▶ **Passage shown**
──────────────────────────────

Data Engineers Meetup: PySpark 101 & using LLMs in data Pipelines


Details
Join us at Prefect to talk about Data Processing with Apache Spark!
Data Engineers DC is a professional group that meets monthly to discuss topics including all things related to Data Engineering such as open data, data gathering, data munging, and the creation, storage and maintenance of datasets. We combine presentations with hands-on workshops, always seeking to make our data munging lives easier.
---
Location:
Prefect - 2112 Pennsylvania Avenue NW
Washington, DC 20037
Note: Bring a photo ID, as these are required by building security.
Agenda:
5:30-6:15pm: Food & Networking
6:16-6:30pm: Introductions
6:30-7:00pm: PySpark 101 - Mike Jadoo
7:00pm-7:30pm: Using LLMs in Data pipelines
Talk: PySpark 101 - Mike Jadoo
Unlock the pyspark for big data. This is a beginner-friendly presentation designed to introduce you to Apache Spark, a fast and scalable distributed computing framework. This talk covers the fundamentals of PySpark, including:
• Apache Spark Overview – Understand the core concepts and benefits of Spark for big data processing.

──────────────────────────────

▶ **Record excerpts**
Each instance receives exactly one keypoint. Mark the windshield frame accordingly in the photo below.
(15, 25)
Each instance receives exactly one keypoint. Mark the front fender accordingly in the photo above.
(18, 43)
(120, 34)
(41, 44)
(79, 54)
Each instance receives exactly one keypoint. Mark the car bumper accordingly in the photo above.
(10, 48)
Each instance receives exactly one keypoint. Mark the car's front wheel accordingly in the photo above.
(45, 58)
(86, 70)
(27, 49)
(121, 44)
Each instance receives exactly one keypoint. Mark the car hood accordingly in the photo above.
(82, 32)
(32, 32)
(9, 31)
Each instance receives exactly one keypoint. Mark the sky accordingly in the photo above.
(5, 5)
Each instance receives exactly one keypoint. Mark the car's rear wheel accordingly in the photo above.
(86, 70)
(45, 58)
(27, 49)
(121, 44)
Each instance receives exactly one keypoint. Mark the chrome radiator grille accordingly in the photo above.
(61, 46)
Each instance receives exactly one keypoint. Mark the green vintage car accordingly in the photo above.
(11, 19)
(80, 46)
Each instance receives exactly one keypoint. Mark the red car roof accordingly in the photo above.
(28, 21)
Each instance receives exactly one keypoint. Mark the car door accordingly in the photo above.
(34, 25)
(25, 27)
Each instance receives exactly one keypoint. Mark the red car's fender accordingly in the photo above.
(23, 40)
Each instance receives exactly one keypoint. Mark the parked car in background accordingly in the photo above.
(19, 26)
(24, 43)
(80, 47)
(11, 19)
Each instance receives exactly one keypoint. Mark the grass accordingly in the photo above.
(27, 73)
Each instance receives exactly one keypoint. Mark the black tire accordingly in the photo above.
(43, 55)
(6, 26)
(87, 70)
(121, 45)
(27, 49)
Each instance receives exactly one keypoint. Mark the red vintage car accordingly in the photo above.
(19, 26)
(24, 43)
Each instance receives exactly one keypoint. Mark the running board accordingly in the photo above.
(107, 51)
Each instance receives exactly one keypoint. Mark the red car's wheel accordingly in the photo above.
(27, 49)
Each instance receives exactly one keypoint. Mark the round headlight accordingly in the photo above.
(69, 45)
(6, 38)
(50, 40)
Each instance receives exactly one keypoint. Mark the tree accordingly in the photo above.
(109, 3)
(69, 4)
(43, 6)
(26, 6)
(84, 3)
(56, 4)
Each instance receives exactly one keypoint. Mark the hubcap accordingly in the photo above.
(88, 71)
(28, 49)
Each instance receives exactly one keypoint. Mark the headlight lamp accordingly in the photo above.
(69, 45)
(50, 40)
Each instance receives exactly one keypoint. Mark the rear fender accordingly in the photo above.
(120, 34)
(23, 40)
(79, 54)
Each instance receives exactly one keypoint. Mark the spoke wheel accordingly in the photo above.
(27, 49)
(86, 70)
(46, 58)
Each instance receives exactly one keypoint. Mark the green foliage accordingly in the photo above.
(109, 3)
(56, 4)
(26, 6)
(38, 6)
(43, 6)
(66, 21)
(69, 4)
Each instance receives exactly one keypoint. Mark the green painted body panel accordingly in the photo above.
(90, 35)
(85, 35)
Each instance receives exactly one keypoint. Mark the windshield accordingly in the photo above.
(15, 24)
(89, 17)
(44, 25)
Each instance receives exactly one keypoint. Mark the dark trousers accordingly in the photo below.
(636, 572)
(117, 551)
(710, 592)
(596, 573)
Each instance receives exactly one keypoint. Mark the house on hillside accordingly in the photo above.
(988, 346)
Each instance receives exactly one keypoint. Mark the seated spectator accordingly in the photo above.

──────────────────────────────

▶ **What you should do**
Using the meetup page, say whether each statement agrees with it. Answer yes or no for each, and quote the words that decide it.
1. The group meets once a month.
2. Attendees must bring a photo ID for building security.
3. The PySpark talk is intended for advanced users.
The lines play no part in what is asked here.

▶ **Output for this task**
1. Yes: "meets monthly"
2. Yes: "Bring a photo ID, as these are required by building security."
3. No: "This is a beginner-friendly presentation"